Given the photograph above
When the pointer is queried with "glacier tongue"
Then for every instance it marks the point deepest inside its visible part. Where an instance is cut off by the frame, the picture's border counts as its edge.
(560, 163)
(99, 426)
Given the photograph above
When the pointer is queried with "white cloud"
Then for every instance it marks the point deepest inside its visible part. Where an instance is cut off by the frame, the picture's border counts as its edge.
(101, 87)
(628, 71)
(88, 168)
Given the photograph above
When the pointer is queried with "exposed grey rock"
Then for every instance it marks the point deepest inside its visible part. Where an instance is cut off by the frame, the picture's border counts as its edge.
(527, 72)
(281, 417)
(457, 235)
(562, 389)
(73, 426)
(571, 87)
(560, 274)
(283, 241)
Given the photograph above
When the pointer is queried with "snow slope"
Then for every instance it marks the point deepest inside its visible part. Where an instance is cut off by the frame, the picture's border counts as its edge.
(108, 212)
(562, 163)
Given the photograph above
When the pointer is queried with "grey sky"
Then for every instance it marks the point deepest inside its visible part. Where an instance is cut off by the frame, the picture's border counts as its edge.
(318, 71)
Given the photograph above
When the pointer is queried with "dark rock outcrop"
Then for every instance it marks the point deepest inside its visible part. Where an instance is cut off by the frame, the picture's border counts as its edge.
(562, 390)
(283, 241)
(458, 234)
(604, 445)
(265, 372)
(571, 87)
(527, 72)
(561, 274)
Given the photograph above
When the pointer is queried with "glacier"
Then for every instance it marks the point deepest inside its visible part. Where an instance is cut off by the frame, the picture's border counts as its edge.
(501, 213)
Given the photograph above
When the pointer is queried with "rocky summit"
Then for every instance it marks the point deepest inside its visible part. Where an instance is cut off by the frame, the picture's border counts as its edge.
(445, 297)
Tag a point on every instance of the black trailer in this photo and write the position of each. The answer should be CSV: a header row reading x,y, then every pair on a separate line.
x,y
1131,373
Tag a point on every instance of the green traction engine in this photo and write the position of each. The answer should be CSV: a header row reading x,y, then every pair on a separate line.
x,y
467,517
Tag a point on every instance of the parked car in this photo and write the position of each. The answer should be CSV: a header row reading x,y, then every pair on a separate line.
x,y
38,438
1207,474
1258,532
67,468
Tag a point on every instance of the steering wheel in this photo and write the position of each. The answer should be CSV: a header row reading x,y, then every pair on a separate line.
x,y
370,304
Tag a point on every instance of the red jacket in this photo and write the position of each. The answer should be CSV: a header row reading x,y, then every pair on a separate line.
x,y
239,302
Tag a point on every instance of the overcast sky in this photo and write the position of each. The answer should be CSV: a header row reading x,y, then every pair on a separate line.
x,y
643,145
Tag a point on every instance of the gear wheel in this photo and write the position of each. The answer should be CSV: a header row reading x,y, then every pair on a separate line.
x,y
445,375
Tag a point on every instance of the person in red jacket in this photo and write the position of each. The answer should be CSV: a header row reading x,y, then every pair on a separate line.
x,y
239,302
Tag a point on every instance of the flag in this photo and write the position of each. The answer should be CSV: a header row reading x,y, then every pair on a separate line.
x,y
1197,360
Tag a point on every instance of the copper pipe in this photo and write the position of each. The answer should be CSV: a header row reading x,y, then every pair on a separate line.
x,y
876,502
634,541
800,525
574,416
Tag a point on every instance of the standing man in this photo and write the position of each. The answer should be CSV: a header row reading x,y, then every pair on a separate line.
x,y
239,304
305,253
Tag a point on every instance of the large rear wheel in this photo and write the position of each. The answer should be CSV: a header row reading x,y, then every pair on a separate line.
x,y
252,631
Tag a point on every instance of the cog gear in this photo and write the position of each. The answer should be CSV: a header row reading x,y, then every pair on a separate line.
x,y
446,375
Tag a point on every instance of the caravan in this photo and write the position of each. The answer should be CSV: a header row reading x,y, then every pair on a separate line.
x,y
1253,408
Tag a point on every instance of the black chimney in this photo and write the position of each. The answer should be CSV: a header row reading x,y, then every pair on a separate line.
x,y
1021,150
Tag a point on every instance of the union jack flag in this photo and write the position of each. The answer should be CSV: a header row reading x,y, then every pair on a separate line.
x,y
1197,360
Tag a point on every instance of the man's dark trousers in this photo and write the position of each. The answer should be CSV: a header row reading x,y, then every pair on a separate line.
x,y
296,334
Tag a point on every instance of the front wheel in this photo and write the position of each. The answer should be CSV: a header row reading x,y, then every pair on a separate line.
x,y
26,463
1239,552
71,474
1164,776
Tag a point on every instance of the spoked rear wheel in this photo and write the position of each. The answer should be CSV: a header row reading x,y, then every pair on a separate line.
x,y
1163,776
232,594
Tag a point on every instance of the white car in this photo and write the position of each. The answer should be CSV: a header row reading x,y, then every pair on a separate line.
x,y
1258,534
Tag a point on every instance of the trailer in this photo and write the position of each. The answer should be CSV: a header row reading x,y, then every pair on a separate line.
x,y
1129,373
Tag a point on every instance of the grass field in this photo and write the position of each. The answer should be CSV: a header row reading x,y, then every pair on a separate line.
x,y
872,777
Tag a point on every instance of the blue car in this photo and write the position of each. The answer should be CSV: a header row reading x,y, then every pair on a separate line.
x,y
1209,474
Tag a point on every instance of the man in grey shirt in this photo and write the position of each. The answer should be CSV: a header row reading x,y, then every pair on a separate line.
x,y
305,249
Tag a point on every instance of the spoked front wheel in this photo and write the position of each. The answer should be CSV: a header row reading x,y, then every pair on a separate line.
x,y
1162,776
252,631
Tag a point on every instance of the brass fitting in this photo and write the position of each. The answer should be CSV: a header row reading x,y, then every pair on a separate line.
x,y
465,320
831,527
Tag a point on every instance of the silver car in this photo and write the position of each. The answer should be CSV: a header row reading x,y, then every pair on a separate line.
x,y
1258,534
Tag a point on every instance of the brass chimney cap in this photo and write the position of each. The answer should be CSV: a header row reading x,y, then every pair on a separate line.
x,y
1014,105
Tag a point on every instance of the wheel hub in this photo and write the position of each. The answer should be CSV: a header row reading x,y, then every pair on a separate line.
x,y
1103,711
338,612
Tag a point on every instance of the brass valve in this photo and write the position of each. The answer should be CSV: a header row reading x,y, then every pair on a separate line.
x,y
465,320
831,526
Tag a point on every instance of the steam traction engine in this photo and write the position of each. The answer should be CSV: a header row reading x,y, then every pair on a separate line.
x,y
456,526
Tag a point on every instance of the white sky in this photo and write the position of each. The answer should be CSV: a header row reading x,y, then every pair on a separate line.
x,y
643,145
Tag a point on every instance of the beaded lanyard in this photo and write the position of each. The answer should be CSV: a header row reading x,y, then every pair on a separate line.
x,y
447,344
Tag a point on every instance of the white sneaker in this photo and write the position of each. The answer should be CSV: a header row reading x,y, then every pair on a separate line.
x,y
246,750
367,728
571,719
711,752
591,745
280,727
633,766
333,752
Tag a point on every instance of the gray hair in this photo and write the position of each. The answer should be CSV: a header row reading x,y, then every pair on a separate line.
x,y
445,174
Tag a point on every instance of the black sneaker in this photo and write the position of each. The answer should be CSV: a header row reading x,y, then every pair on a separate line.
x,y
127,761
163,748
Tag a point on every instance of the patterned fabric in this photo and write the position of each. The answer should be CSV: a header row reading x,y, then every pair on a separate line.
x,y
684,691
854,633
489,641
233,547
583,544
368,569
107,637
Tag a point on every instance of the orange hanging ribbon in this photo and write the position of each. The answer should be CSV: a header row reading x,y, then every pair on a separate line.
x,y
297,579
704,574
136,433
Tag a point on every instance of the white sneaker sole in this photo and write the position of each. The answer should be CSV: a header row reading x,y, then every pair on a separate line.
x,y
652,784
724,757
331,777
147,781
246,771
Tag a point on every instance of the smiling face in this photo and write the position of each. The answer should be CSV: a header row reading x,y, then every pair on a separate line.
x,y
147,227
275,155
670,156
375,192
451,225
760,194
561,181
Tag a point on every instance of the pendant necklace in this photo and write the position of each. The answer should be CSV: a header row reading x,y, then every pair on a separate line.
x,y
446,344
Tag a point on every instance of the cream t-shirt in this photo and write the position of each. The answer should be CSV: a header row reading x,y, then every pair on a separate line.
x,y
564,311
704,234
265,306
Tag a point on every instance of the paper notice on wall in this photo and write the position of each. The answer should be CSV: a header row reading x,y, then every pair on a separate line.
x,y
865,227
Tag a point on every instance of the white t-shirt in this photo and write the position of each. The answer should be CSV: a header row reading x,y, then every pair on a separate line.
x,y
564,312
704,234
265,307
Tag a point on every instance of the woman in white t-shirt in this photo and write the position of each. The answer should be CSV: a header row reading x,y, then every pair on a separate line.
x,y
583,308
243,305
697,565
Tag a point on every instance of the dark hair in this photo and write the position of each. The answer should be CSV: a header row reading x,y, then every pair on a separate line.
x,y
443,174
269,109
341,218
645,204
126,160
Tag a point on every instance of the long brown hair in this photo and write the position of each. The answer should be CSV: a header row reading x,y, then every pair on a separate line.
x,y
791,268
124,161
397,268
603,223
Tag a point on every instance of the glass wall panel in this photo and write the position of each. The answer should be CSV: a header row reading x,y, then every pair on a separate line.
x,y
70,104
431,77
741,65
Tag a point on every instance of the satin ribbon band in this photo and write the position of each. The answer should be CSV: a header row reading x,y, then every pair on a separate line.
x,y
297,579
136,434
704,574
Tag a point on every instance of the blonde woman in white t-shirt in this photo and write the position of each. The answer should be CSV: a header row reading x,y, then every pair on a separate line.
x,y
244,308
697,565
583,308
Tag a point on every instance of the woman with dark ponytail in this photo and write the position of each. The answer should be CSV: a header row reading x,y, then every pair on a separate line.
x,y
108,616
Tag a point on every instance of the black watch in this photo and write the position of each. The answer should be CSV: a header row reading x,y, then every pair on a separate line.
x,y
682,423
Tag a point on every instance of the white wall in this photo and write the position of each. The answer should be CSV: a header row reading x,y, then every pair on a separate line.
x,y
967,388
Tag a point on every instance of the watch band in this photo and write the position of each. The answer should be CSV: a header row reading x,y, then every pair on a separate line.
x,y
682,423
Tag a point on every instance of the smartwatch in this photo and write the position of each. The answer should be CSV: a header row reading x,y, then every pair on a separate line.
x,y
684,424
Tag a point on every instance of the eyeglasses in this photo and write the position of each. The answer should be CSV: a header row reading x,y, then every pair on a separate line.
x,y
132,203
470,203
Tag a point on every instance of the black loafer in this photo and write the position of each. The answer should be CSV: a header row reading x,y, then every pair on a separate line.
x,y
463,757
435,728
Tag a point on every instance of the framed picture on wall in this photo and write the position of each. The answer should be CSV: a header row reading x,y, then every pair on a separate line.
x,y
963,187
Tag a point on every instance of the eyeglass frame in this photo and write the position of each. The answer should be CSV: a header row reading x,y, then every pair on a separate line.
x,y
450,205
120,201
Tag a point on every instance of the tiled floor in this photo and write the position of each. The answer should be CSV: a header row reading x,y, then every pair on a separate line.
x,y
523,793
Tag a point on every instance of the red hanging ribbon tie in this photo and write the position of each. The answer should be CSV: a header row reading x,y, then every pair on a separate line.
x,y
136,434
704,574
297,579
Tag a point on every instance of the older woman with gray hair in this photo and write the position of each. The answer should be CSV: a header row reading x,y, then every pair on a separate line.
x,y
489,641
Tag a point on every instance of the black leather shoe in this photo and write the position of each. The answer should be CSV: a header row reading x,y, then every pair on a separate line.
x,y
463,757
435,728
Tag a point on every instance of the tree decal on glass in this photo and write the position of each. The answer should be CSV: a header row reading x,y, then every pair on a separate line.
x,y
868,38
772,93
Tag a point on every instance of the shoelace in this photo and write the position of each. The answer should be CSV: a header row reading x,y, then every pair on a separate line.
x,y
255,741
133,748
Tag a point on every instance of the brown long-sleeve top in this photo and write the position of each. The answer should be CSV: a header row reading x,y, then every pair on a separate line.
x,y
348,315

» What the task requires:
Where does the string "glacier" occur in the material? Copy every line where it does.

» Task output:
When the pointer is queried with "glacier tongue"
When the pointer is queried with "glacier"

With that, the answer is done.